Dom 12 Mag 2019 Scritto da Pierinux AGGIUNGI COMMENTO

Love supreme
Amore supremo

Il maestro Saul Beretta, ideatore degli eventi “Monza visionaria”, mi ha chiesto un breve contributo al prossimo concerto “un percorso nella spiritualità della musica” di J. S. Bach e J. Coltrane, che si terrà mercoledì 22 maggio nel Duomo di Monza, ore 21,00. Il mio contributo sarà quello di guidare l’assemblea a gustare un intervallo di silenzio che sarà collocato tra le varie sezioni musicali. Questo inaspettato invito mi ha dato l’occasione di leggere quanto Wikipedia scrive sul musicista J. Coltrane. Ne riporto un brano:

“Amore Supremo, dicevamo: quello che in fondo è non solo il titolo, ma anche il tema cardine attorno al quale è imperniato il discorso di Coltrane.
L’amore come forma di celebrazione e di ringraziamento, l’amore come punto di approdo, come ancora di salvataggio. Il cui raggiungimento, tuttavia, esige uno sforzo enorme: Trane ci racconta che l’Amore Supremo è figlio della sofferenza più intima, che si nutre di molti ieri ma che guarda oltre, alle potenzialità infinite del futuro”.
“L’Amore supremo è figlio della sofferenza più intima”.

Voglio soffermarmi sull’aggettivo intima che qualifica la sofferenza che è madre dell’Amore supremo. Intimo/a dice qualcosa che penetra fino in fondo, qualcosa di cui non ci si libera con artifici superficiali ed esteriori, una situazione senza spiragli di fuga. Leggo che J. Coltrane attraversò questa esperienza della notte fonda, senza voltarsi indietro, e intravide l’albore della luce. La Chiesa Ortodossa americana lo considera santo.

[Righe]

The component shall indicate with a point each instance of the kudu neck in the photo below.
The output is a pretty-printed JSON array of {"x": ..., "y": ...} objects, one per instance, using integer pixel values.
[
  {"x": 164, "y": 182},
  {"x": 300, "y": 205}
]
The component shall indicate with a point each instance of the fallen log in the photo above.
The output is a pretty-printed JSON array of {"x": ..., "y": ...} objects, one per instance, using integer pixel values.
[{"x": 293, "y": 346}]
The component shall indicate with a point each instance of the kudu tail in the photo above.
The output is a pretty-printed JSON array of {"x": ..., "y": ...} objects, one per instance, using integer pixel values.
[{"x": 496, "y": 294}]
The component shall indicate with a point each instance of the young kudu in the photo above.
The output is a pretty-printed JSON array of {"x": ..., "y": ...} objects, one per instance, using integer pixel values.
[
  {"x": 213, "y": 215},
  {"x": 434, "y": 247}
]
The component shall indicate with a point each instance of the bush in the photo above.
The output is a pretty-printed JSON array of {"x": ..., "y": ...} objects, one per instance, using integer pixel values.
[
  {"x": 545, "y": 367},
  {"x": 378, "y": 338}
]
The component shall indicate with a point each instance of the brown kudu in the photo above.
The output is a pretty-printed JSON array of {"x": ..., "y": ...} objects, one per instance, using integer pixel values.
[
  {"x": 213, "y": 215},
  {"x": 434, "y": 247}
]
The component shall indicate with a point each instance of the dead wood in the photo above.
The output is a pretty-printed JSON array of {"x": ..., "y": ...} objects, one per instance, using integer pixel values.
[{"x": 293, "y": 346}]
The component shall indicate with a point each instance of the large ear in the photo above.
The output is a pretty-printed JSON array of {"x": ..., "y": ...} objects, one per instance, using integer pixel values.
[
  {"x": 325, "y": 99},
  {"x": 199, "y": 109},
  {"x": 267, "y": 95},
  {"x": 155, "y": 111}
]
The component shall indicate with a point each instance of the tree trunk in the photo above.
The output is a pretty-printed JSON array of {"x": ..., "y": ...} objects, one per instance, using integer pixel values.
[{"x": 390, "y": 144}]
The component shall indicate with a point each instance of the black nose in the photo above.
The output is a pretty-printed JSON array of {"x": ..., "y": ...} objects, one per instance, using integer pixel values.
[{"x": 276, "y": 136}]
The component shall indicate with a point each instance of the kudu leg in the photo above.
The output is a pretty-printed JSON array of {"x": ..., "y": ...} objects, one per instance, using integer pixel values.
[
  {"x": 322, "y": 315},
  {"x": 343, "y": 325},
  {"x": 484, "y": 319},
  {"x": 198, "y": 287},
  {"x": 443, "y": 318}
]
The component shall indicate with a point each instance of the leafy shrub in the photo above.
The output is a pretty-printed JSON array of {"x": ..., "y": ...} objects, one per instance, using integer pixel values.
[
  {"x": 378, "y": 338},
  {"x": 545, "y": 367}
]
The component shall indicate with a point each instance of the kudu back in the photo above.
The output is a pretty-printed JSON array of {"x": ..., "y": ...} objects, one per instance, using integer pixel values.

_Istruzioni operative_.
1 - Ripeta fedelmente il brano a partire dalle parole "Il maestro Saul", fermandosi dopo le parole "discorso di Coltrane.".
2 - Estragga ogni riga che contiene la parola "leafy", distinguendo tra maiuscole e minuscole.
Il brano e le righe non hanno alcun legame tra loro.

_Risultati delle consegne_.
1 -
Il maestro Saul Beretta, ideatore degli eventi “Monza visionaria”, mi ha chiesto un breve contributo al prossimo concerto “un percorso nella spiritualità della musica” di J. S. Bach e J. Coltrane, che si terrà mercoledì 22 maggio nel Duomo di Monza, ore 21,00. Il mio contributo sarà quello di guidare l’assemblea a gustare un intervallo di silenzio che sarà collocato tra le varie sezioni musicali. Questo inaspettato invito mi ha dato l’occasione di leggere quanto Wikipedia scrive sul musicista J. Coltrane. Ne riporto un brano:

“Amore Supremo, dicevamo: quello che in fondo è non solo il titolo, ma anche il tema cardine attorno al quale è imperniato il discorso di Coltrane.

2 -
The component shall indicate with a point each instance of the leafy shrub in the photo above.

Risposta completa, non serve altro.